Part of a data file

════════════════

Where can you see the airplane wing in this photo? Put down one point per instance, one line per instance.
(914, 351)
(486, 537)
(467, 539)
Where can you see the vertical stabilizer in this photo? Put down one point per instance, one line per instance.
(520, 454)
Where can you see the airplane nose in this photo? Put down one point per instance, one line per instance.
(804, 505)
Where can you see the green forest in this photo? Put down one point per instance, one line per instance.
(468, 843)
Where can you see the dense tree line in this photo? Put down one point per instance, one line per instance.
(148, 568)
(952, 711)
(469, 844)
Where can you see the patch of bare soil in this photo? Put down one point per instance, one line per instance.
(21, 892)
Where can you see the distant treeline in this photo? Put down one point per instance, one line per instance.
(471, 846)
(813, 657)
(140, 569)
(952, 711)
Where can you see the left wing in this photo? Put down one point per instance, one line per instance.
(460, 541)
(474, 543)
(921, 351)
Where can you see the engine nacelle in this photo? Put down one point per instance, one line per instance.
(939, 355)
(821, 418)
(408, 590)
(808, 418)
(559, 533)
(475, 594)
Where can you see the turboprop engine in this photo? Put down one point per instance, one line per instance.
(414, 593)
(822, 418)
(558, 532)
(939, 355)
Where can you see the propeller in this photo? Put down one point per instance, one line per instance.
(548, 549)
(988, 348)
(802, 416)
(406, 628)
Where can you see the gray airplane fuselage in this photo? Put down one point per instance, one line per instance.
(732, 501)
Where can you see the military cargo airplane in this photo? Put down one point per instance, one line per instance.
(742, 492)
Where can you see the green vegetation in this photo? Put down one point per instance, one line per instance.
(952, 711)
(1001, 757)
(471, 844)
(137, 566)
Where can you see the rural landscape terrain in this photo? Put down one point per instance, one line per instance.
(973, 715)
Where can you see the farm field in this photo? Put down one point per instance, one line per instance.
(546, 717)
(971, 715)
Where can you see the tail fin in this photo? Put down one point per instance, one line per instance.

════════════════

→ INSTRUCTIONS TO FOLLOW: Repeat the data in its entirety, character for character.

→ EXERCISE RESPONSE:
Where can you see the airplane wing in this photo? Put down one point per instance, one line per instance.
(914, 351)
(486, 537)
(467, 539)
Where can you see the vertical stabilizer in this photo? Put down one point per instance, one line per instance.
(520, 454)
Where can you see the airplane nose in this photo? Put down one point per instance, one line per instance.
(804, 505)
Where can you see the green forest in this photo? Put down one point per instance, one line per instance.
(468, 843)
Where can you see the dense tree line in this photo? Put down one point per instance, one line per instance.
(148, 568)
(952, 711)
(469, 844)
Where can you see the patch of bare soil in this photo? Put down one point per instance, one line per instance.
(21, 892)
Where can you see the distant treeline in this photo? Put down one point per instance, one line per instance.
(471, 846)
(813, 657)
(140, 569)
(952, 711)
Where can you see the left wing in this photo? Put down one point per instance, one line per instance.
(460, 541)
(474, 543)
(921, 351)
Where can you see the engine nacelle in this photo? Put down one point per instance, one line per instance.
(939, 355)
(821, 418)
(408, 590)
(808, 418)
(559, 533)
(475, 594)
Where can you see the turboprop engine in this photo? Put down one point per instance, one line per instance.
(414, 593)
(822, 418)
(558, 532)
(939, 355)
Where can you see the propeller in this photo? Put down one point per instance, one line per instance.
(548, 549)
(988, 348)
(802, 416)
(406, 628)
Where can you see the gray airplane fuselage in this photo? Put down one point per instance, one line per instance.
(732, 501)
Where can you see the military cargo airplane in this photo? Put down one point per instance, one line per instance.
(742, 492)
Where can you see the green vegetation in this photo? Put down one point per instance, one line per instance.
(952, 711)
(1001, 757)
(471, 844)
(137, 566)
Where can you see the rural landscape terrain in this photo? Put down one point per instance, one line per instance.
(973, 715)
Where can you see the farm field in this photo? Put down one point per instance, one line per instance.
(546, 717)
(971, 715)
Where can you see the tail fin in this photo? Put down one point per instance, one line per instance.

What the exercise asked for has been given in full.